Could you copy out all of the material below line for line, with no changes, and leave the pictures out of your answer?
☆ ☆ ☆ ☆ ☆
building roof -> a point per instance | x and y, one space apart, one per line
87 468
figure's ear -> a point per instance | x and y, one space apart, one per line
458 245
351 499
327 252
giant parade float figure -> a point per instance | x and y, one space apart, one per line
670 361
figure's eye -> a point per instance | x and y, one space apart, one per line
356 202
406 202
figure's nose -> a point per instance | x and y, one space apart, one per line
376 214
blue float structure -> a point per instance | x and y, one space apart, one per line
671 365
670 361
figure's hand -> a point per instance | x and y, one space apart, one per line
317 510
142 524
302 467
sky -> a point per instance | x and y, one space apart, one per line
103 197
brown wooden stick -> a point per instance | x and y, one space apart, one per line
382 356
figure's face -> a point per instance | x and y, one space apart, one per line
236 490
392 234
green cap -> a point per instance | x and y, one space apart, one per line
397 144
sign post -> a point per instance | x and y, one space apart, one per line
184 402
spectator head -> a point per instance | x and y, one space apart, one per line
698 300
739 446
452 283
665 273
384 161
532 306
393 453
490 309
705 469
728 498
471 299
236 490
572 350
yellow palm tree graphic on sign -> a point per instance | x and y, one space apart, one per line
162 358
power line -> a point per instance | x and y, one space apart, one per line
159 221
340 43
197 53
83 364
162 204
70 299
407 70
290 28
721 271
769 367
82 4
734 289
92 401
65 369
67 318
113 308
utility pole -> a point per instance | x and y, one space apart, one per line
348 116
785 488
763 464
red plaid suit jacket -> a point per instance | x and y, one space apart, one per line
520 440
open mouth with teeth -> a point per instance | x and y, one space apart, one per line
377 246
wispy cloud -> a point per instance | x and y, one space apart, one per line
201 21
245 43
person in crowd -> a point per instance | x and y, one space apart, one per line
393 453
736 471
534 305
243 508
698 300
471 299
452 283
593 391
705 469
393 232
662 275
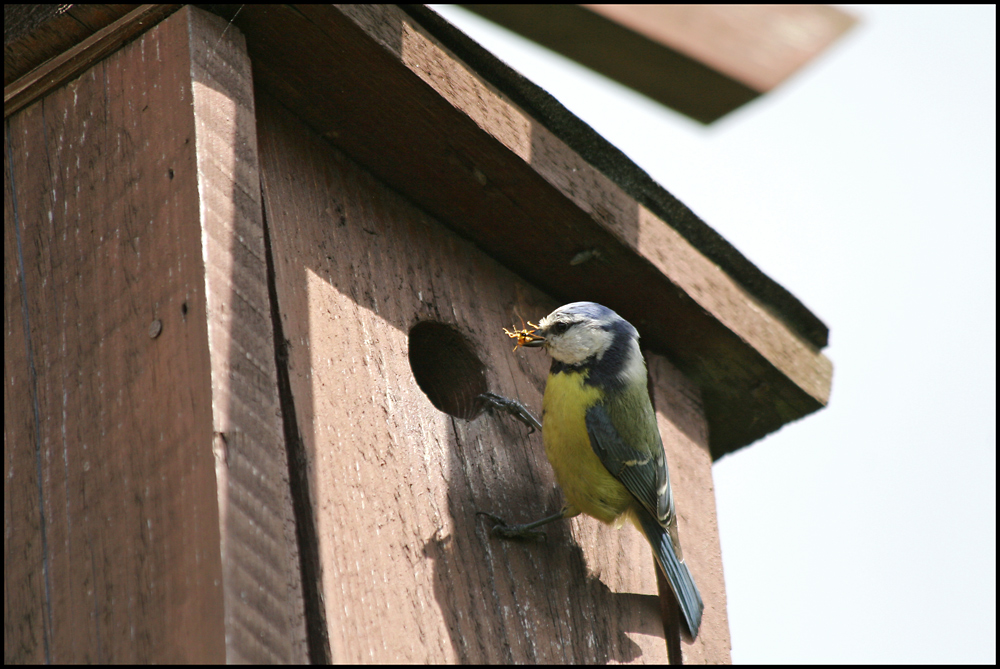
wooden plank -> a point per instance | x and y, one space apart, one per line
145 290
757 45
684 431
76 59
427 124
704 61
113 556
409 573
261 581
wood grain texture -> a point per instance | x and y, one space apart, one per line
409 574
261 580
684 431
427 124
111 514
758 45
147 505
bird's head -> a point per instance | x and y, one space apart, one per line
581 331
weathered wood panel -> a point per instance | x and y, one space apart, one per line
432 127
684 430
409 574
111 515
260 561
141 372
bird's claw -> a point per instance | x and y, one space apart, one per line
513 407
504 531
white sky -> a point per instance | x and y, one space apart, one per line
866 186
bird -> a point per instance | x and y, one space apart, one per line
601 438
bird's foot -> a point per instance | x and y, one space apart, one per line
513 407
504 531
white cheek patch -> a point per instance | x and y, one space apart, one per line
578 344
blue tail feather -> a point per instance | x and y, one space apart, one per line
676 572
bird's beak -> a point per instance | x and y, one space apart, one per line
535 343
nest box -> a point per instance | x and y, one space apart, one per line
257 270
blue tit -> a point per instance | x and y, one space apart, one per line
601 437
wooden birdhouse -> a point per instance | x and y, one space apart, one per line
257 269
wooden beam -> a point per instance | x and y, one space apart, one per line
702 60
72 62
150 517
425 122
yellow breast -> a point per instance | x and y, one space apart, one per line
☆ ☆ ☆ ☆ ☆
EXERCISE OUTPUT:
building roof -> a point per instance | x and y, one space apart, one per line
87 468
figure's ear -> a point per instance | x and y, one space apart, one per line
458 245
351 499
327 252
giant parade float figure -> a point per instance | x and y, one space apart, one per line
670 361
figure's eye -> a point per instance | x and y, one space apart, one per line
356 202
406 202
figure's nose -> a point per instance | x and y, one space apart, one per line
376 214
blue float structure -> a point per instance | x and y, one space apart, one per line
671 365
670 361
figure's hand -> a point per instance | x and y, one space apart, one per line
317 510
142 524
302 467
sky -> a point per instance | x and y, one space apart, one per line
103 197
brown wooden stick -> a point per instance | x and y, one space apart, one per line
382 356
figure's face -> a point per instance | x and y, one space apart, one per line
236 490
392 234
green cap -> a point per instance | x and y, one space apart, one per line
397 144
sign post -> a point per instance | x and y, one space apart, one per line
184 402
spectator head -> a point per instance | x and y, one space apart, one per line
698 300
739 446
452 283
665 273
384 161
532 306
393 453
490 309
705 469
728 498
471 299
236 490
572 350
yellow palm tree graphic on sign -> a point per instance | x and y, one space apart, one per line
162 358
power line -> a point per instance | x and y, one space apart, one per line
159 221
340 43
197 53
83 364
162 204
70 299
407 70
290 28
721 271
769 367
82 4
734 289
92 401
65 369
67 318
113 308
utility pole -> a point per instance | x and y, one space apart, one per line
348 116
785 488
763 464
red plaid suit jacket -> a point per instance | x and y, one space apart, one per line
520 440
open mouth with teeth -> a point per instance | x and y, one space apart, one per line
377 246
wispy cloud -> a point per instance | x and y, one space apart, one per line
201 21
245 43
person in crowd -> a point per instance | x and y, one space apart, one per line
393 453
736 471
534 305
243 508
698 300
471 299
452 283
593 391
705 469
393 232
662 275
wooden plank -> a point per instance | x and y, one space apart, one per line
145 290
757 45
684 431
76 59
427 124
704 61
113 556
409 573
261 581
wood grain texture -> a point per instance | x and y, one space apart, one per line
409 574
261 580
684 431
427 124
111 514
758 45
147 505
bird's head -> a point per instance | x and y, one space apart, one per line
581 331
weathered wood panel -> a point per instance | x and y, one space apart, one per line
432 127
684 430
409 574
111 515
260 561
141 372
bird's claw -> a point per instance | x and y, one space apart, one per line
513 407
504 531
white sky -> a point per instance | x and y, one space apart, one per line
866 186
bird -> a point per instance | x and y, one space apart, one per line
601 438
bird's foot -> a point per instance | x and y, one space apart, one per line
513 407
504 531
white cheek patch -> a point per instance | x and y, one space apart, one per line
578 344
blue tail feather -> a point per instance | x and y, one space apart, one per line
676 572
bird's beak -> a point per instance | x and y, one space apart, one per line
535 343
nest box -> a point per instance | x and y, one space apart, one per line
257 270
blue tit -> a point per instance | x and y, one space apart, one per line
601 437
wooden birdhouse -> a point per instance | x and y, one space apart, one per line
257 269
wooden beam -> a point per instance | x and y, one space apart, one per line
702 60
72 62
150 517
425 122
yellow breast -> a point per instance | x and y, one space apart, one per line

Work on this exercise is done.